Start GIVEN INFORMATION

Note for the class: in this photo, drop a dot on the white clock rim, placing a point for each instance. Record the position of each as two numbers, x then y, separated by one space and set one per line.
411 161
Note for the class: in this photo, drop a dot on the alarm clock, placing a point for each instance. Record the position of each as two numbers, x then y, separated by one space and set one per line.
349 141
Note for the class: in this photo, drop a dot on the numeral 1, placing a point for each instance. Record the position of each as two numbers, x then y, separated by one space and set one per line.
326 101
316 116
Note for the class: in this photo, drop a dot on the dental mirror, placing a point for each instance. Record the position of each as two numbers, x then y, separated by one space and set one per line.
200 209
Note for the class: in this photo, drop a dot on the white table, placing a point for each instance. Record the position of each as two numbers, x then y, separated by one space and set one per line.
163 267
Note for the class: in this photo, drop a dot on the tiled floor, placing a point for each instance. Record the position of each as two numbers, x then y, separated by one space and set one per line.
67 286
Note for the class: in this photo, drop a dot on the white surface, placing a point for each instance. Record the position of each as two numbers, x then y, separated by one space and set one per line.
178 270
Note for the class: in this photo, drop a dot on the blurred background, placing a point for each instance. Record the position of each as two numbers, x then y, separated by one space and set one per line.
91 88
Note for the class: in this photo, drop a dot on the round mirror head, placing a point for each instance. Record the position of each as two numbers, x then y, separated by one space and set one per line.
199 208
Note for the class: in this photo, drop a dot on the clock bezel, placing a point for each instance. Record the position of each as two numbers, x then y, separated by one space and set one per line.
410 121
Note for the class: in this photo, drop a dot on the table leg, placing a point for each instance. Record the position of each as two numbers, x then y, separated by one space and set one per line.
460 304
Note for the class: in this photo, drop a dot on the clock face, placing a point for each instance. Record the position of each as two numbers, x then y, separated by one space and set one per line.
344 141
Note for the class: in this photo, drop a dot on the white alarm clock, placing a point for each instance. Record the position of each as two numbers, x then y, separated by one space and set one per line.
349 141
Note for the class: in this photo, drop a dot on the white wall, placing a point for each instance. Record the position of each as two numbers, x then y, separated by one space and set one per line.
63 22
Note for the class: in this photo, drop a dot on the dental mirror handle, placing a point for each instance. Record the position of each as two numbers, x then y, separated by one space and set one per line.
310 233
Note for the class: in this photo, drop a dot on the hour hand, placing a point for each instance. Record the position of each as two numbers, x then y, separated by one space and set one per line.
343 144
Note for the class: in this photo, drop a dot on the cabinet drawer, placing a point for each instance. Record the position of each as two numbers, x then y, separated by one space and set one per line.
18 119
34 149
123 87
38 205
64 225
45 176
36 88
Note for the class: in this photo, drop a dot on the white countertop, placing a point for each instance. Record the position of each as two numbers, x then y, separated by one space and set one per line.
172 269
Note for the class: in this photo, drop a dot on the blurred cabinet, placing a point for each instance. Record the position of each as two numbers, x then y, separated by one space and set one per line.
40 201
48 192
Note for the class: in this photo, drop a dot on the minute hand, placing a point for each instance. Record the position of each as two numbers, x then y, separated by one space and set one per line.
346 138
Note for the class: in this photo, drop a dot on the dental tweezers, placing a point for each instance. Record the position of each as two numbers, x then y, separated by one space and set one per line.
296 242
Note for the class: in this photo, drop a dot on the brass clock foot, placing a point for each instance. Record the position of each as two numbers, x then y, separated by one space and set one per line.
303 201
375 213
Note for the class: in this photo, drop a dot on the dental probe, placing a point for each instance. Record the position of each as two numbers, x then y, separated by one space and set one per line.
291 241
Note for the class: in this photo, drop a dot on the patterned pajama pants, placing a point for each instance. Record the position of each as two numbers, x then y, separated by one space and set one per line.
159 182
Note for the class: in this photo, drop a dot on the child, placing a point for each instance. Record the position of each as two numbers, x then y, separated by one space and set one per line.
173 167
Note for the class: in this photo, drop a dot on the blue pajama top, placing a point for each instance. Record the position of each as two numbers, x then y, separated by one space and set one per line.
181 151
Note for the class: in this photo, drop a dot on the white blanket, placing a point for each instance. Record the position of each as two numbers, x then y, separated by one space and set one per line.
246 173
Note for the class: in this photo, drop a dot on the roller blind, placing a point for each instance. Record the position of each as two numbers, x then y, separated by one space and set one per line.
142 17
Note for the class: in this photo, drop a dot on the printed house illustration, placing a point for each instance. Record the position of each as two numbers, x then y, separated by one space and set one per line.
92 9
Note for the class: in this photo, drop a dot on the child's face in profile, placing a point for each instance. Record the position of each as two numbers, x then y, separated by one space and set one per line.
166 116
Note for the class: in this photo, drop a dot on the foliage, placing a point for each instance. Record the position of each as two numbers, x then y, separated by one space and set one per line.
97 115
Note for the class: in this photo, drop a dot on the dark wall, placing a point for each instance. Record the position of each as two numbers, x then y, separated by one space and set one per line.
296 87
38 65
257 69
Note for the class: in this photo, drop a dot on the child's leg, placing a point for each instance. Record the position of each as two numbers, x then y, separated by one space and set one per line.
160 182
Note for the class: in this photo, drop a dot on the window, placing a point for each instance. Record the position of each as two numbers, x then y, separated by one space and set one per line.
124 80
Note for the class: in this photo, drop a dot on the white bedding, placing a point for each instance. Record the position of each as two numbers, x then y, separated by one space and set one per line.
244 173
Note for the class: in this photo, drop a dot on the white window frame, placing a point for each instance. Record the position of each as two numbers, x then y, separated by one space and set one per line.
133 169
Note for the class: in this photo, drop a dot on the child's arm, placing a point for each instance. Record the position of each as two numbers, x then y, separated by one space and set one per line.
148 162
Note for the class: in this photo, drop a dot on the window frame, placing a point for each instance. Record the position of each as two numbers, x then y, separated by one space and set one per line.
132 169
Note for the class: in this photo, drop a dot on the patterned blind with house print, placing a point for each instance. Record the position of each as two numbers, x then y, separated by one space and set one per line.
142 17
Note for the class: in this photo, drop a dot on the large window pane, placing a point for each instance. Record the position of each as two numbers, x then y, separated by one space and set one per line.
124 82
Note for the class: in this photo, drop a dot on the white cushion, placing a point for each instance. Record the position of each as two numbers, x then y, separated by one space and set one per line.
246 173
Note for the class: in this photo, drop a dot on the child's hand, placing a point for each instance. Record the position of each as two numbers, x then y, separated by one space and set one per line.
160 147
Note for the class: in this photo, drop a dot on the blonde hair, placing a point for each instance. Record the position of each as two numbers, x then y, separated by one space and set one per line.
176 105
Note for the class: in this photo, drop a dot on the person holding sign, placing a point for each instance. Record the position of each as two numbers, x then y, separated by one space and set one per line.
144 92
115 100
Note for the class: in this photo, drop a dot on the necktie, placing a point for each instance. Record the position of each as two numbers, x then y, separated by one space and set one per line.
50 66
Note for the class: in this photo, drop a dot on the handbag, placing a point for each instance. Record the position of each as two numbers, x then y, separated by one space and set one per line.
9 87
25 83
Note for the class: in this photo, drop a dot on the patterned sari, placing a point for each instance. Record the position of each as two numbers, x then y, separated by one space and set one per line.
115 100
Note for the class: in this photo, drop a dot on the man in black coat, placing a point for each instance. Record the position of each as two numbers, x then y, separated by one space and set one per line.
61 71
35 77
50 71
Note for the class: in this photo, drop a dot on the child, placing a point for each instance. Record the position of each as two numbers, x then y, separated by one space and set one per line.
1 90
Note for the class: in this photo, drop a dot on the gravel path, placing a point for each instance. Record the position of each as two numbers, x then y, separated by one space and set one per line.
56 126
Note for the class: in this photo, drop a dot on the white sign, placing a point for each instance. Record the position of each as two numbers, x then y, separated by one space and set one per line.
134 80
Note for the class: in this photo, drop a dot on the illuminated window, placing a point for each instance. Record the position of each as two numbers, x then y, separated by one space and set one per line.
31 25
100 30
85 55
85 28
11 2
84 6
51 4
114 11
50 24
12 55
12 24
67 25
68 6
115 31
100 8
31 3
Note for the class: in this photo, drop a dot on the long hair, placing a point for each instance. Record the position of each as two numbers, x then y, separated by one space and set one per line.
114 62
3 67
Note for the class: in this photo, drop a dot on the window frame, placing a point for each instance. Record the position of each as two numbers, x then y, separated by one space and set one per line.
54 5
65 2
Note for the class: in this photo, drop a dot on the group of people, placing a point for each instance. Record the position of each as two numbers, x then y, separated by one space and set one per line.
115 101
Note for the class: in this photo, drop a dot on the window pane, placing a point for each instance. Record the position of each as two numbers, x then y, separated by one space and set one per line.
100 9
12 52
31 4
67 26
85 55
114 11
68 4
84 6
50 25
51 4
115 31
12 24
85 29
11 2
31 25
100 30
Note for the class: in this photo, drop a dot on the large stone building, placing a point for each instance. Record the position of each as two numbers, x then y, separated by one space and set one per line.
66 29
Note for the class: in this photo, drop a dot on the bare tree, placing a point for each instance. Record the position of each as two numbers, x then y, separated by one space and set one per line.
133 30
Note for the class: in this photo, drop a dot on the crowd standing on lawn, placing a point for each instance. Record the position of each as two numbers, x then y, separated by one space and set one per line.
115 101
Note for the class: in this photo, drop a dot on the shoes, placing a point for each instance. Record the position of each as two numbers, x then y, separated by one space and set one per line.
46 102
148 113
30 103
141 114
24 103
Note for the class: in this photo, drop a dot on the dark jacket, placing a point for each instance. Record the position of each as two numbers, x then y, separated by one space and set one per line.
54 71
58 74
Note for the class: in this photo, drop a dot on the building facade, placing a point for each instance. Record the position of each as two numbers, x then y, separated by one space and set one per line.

End GIVEN INFORMATION

BRIEF. Repeat, without change, each line of the data above from the one that contains "on the long" through the final line, counting both.

ANSWER.
Note for the class: in this photo, drop a dot on the long hair, placing a point for each instance. Record the position of each as two numbers, x then y, separated by one space and set one per line.
114 62
3 67
Note for the class: in this photo, drop a dot on the window frame, placing a point for each instance. Record the position of each as two numbers, x then y, separated by one space and set one per line.
54 5
65 2
Note for the class: in this photo, drop a dot on the group of people, placing a point for each instance. Record the position of each as two numbers, x then y, separated by one space and set one per line.
115 101
Note for the class: in this photo, drop a dot on the window pane, placing a point for each instance. Record the position of each as two numbers, x then y, separated by one space and set one per line.
100 9
12 52
31 4
67 26
85 55
114 11
68 4
84 6
50 25
51 4
115 31
12 24
85 29
11 2
31 25
100 30
Note for the class: in this photo, drop a dot on the large stone building, placing a point for each instance. Record the position of each as two numbers, x then y, separated by one space and set one per line.
66 29
Note for the class: in this photo, drop a dot on the bare tree, placing a point for each instance. Record the position of each as two numbers, x then y, separated by one space and set one per line.
133 30
Note for the class: in this photo, drop a dot on the crowd standing on lawn, placing a point for each instance. Record the position of each as two numbers, x then y, separated by one space and set one per line.
115 101
Note for the class: in this photo, drop a dot on the shoes, placing a point for each instance. Record the position of each as two numbers, x then y, separated by one space and set one per line.
46 102
148 113
30 103
141 114
24 103
Note for the class: in this photo, drop a dot on the dark jacket, placing a point for each instance. Record the position of each as two numbers, x then y, separated by one space and set one per line.
54 71
58 74
Note for the class: in this photo, drop a dot on the building facade, placing a point for each instance. Record the position of each as two numbers, x then y, separated by one space and set one per line.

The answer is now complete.